[Data items]
=== Section Start ===
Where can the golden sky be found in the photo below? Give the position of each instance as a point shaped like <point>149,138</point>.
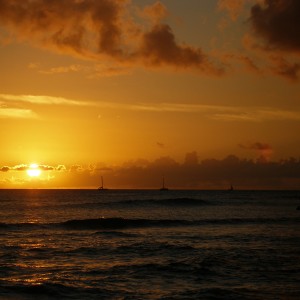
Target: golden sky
<point>133,89</point>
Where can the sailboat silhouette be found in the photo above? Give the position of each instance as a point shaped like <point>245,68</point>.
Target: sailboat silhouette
<point>102,186</point>
<point>163,188</point>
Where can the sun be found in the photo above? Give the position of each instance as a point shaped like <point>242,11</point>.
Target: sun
<point>33,170</point>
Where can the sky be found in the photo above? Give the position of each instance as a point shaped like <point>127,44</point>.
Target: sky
<point>204,93</point>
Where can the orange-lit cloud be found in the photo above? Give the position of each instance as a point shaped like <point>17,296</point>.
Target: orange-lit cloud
<point>93,29</point>
<point>191,173</point>
<point>264,150</point>
<point>9,112</point>
<point>41,99</point>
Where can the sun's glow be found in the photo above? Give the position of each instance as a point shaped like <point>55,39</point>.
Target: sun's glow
<point>33,170</point>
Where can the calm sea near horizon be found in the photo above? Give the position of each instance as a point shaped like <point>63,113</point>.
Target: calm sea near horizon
<point>147,244</point>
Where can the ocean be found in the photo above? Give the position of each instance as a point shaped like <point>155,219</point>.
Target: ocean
<point>147,244</point>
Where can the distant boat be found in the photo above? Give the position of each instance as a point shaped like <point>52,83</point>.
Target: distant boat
<point>102,186</point>
<point>164,188</point>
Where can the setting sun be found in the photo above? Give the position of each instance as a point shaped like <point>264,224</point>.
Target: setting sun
<point>33,170</point>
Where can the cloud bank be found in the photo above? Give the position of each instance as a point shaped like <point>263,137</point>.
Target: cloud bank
<point>97,29</point>
<point>192,173</point>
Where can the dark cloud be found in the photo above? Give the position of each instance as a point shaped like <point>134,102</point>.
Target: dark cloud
<point>93,29</point>
<point>278,23</point>
<point>159,47</point>
<point>284,68</point>
<point>264,150</point>
<point>4,169</point>
<point>192,173</point>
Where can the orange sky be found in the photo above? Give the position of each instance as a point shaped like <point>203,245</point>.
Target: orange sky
<point>129,89</point>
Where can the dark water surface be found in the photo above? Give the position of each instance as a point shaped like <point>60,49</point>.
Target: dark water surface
<point>113,244</point>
=== Section End ===
▶ [Try it]:
Every line above is to be reproduced verbatim, and the pictures are to be omitted.

▶ [Your response]:
Where can the golden sky be found in the photo below? Give the position of each instance as a point shaped like <point>149,138</point>.
Target: golden sky
<point>133,89</point>
Where can the sailboat silhouette be found in the photo above? Give the position of each instance as a point shaped like <point>245,68</point>.
Target: sailboat silhouette
<point>102,186</point>
<point>163,188</point>
Where can the sun be found in the photo above? Give the position of each instance as a point shaped like <point>242,11</point>.
Target: sun
<point>33,170</point>
Where can the sky be found in the photo above? Give the position of each instance as a point shaped like <point>127,44</point>.
Target: sky
<point>204,93</point>
Where can the orange-lit cloud be found in the photo above? Give the position of each instance as a point shaped like <point>17,296</point>.
Target: orange-lit cloud
<point>93,29</point>
<point>191,173</point>
<point>264,150</point>
<point>9,112</point>
<point>41,99</point>
Where can the sun's glow be found in the photo above? Give the position of each instance as a point shaped like <point>55,39</point>.
Target: sun's glow
<point>33,170</point>
Where can the calm sea near horizon be found in the photo above? Give the position of each instance as a point shaped like <point>63,113</point>.
Target: calm sea near horizon
<point>147,244</point>
Where can the ocean be found in the photo above? Give the position of each instance as a point shaped like <point>155,219</point>.
Target: ocean
<point>147,244</point>
Where can the distant boat be found in the photo above? Give the position of each instance as a point shaped like <point>52,83</point>.
Target: distant boat
<point>102,186</point>
<point>164,188</point>
Where can the setting sun be found in the photo above? Give the position of each instance as a point shaped like <point>264,224</point>.
Target: setting sun
<point>33,170</point>
Where can the cloud bank be found in the photo above? Give the position of each instance as a point shaped like <point>263,137</point>.
Target: cloud bank
<point>97,29</point>
<point>192,173</point>
Where can the dark cloud be found in the photo above? Give the position of each instance as a point shaped like <point>134,102</point>.
Target: dark cloud
<point>93,29</point>
<point>278,23</point>
<point>159,47</point>
<point>284,68</point>
<point>264,150</point>
<point>4,169</point>
<point>192,173</point>
Where can the orange sky be found in the photo above? Give the position of each instance as a point shaped like <point>203,245</point>.
Target: orange sky
<point>129,89</point>
Where can the dark water surface be found in the photo above? Give the position of each instance as a point shaped like <point>60,49</point>.
Target: dark water surface
<point>113,244</point>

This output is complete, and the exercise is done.